╭──
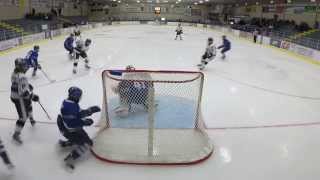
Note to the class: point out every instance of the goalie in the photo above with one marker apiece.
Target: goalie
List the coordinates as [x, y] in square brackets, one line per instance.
[132, 92]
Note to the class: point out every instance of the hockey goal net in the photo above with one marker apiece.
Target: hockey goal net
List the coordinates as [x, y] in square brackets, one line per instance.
[152, 117]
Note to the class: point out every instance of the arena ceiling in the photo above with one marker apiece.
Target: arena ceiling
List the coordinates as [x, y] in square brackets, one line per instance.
[230, 2]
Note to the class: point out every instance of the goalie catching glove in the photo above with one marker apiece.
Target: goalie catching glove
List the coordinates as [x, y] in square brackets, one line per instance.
[88, 122]
[94, 109]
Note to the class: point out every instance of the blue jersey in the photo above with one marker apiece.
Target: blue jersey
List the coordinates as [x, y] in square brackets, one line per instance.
[226, 44]
[68, 43]
[72, 115]
[32, 58]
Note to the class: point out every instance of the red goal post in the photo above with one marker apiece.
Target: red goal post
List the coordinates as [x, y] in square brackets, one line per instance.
[152, 117]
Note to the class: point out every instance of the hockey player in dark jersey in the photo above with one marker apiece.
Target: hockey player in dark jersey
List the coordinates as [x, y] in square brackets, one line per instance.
[133, 91]
[81, 51]
[226, 46]
[68, 45]
[32, 59]
[71, 121]
[179, 32]
[22, 97]
[209, 54]
[5, 157]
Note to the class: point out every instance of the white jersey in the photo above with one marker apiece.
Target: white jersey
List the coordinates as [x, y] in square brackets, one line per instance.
[19, 86]
[211, 50]
[179, 29]
[80, 46]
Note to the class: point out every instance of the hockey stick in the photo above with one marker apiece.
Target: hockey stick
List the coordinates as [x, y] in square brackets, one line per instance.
[46, 75]
[45, 111]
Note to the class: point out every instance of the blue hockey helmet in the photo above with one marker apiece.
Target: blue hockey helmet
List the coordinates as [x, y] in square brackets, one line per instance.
[36, 48]
[88, 42]
[20, 65]
[74, 93]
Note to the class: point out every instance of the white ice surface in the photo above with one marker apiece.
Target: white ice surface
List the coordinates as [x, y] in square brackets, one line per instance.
[254, 86]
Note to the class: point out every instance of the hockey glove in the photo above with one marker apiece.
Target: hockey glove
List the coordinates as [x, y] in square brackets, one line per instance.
[30, 87]
[87, 122]
[94, 109]
[35, 98]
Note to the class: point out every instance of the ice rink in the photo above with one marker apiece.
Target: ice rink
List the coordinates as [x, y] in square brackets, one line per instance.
[261, 106]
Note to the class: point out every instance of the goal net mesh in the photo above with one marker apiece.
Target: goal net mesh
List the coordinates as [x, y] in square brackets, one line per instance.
[152, 117]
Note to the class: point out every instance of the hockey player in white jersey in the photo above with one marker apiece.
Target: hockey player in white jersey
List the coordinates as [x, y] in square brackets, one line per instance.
[179, 32]
[209, 54]
[81, 51]
[22, 97]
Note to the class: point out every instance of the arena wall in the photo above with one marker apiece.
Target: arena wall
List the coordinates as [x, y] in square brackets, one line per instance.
[295, 12]
[16, 10]
[145, 11]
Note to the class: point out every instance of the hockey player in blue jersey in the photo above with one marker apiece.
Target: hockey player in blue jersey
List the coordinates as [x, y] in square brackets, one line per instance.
[32, 59]
[68, 45]
[226, 46]
[71, 121]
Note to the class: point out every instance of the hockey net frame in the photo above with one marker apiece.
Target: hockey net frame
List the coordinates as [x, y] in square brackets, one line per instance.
[106, 143]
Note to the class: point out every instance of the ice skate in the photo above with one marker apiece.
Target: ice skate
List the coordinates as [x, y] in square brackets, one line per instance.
[16, 137]
[64, 144]
[33, 122]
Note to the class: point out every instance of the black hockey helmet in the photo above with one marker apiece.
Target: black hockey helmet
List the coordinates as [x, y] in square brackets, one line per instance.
[88, 42]
[20, 65]
[130, 68]
[74, 94]
[36, 48]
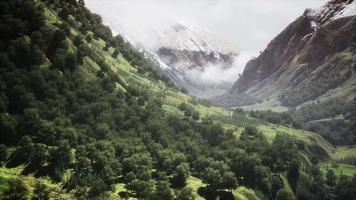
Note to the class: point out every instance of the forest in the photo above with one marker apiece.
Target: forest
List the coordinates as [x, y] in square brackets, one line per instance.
[88, 135]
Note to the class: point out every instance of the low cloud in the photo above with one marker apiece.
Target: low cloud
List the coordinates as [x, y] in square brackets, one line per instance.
[216, 74]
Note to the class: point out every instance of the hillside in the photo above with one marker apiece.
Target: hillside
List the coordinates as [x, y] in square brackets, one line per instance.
[312, 59]
[83, 115]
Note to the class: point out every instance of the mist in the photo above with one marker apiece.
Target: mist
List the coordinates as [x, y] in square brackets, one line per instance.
[247, 24]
╰──
**REQUIREMENT**
Your output should consist solely of the lines from the line containing "the hockey net" through the end of the data above, copied exactly, with images removed.

**RESPONSE TO THE TASK**
Note to the class: point out every instance of the hockey net frame in the photo above with one marker apiece.
Target: hockey net frame
List the coordinates as [x, y] in square brackets, one line per instance.
[106, 143]
Note to the class: point out every instance of the ice skate in the photo above with one marker apiece.
Target: ice skate
List the coordinates as [x, y] in square brackets, one line per instance.
[16, 137]
[64, 144]
[33, 122]
Note to the class: point out every instance of the black hockey helmet in the photo above with one marker apiece.
Target: black hockey helmet
List the coordinates as [x, y] in square brackets, one line per instance.
[88, 42]
[20, 65]
[130, 68]
[74, 94]
[36, 48]
Note to the class: point out every instance of the forest in the photo above with one marker apiece.
Target: forest
List the coordinates as [x, y] in square brackets, one line per instance.
[88, 135]
Note to the class: point out every instance of the low cloud in the photo above with one marker apiece.
Target: low cloud
List the coordinates as [x, y] in square brackets, one line per instance.
[216, 74]
Note to the class: point out every instance of the hillside in the photo above with one marker apiece.
Target: hillside
List the coordinates as [x, y] in square brackets, one line per instance.
[312, 59]
[83, 115]
Note to the class: point out every instance of the mist in the photo above with one marker apiece.
Target: mist
List the coordinates as [x, y] in square brackets, one line per instance.
[247, 24]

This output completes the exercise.